Problem statement: From the line that contains "Where can you find the gray" down to the final line below, please repeat each line exactly and nothing more, with no pictures.

Material for this exercise:
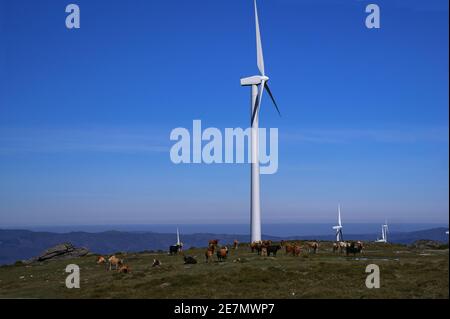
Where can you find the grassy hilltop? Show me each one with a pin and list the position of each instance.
(405, 273)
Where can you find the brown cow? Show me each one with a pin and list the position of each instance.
(208, 254)
(314, 246)
(296, 250)
(263, 251)
(113, 260)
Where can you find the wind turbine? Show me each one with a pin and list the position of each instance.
(338, 227)
(258, 84)
(178, 239)
(384, 231)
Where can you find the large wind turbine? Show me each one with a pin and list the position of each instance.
(384, 231)
(338, 227)
(258, 84)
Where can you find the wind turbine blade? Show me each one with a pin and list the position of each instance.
(273, 99)
(339, 216)
(259, 53)
(258, 102)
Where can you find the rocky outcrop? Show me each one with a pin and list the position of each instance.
(61, 251)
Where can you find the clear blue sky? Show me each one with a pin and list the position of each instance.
(85, 115)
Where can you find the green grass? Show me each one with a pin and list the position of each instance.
(405, 273)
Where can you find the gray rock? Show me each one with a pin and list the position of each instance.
(58, 252)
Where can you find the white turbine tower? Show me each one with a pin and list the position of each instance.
(258, 84)
(338, 227)
(179, 243)
(384, 231)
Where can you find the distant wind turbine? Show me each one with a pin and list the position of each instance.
(338, 227)
(178, 239)
(258, 84)
(384, 231)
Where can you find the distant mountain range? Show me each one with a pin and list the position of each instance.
(23, 244)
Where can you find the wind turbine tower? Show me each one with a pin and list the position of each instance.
(258, 84)
(338, 227)
(384, 231)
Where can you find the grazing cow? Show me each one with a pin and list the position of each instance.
(114, 261)
(273, 249)
(174, 249)
(189, 260)
(208, 254)
(289, 248)
(314, 246)
(156, 263)
(296, 250)
(222, 253)
(354, 248)
(124, 269)
(335, 247)
(266, 243)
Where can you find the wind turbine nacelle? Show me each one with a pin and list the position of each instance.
(254, 80)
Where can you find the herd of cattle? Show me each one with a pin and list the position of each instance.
(263, 248)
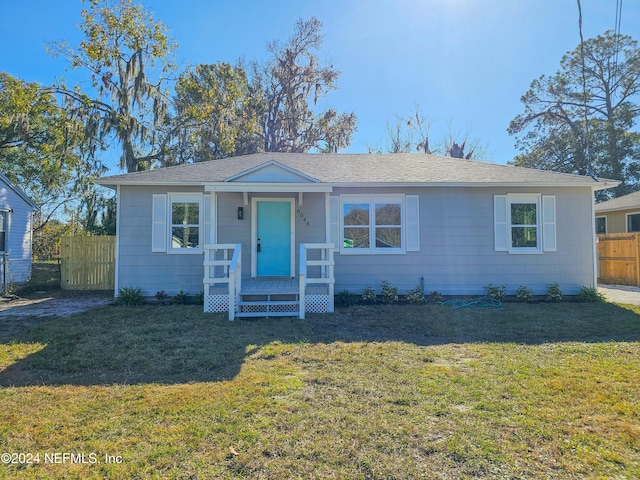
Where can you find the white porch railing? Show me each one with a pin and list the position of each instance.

Answer below:
Where can you find the gray rock? Show me each one with a pin and list the position of each instance.
(58, 252)
Where can you find the white turbine tower? Show me each one with a pin and list the position of each instance.
(258, 84)
(338, 227)
(179, 243)
(384, 231)
Where can you find the distant wind turbine? Show me each one with a pin and list the position of each instance.
(338, 227)
(178, 239)
(258, 84)
(384, 231)
Where can you find the distant mountain range? Show me each one with a pin and list the position of each instance.
(23, 244)
Where can you find the wind turbine tower? Show me each one with a pin and list the position of each instance.
(258, 84)
(338, 227)
(384, 231)
Where can you find the grazing cow? Show me each one with a pin and list the position of each instance.
(114, 261)
(273, 249)
(174, 249)
(189, 260)
(208, 254)
(289, 248)
(314, 246)
(156, 263)
(296, 250)
(222, 253)
(354, 248)
(124, 269)
(335, 247)
(266, 243)
Where can you find the wind turbine nacelle? Show me each one with a pin and list the position of each instance.
(254, 80)
Where can you find the herd of cattle? Show me each one with a pin and list the position of each instance.
(263, 248)
Where can you find the white porch railing? Show me each one with a pin and list the position of each instance.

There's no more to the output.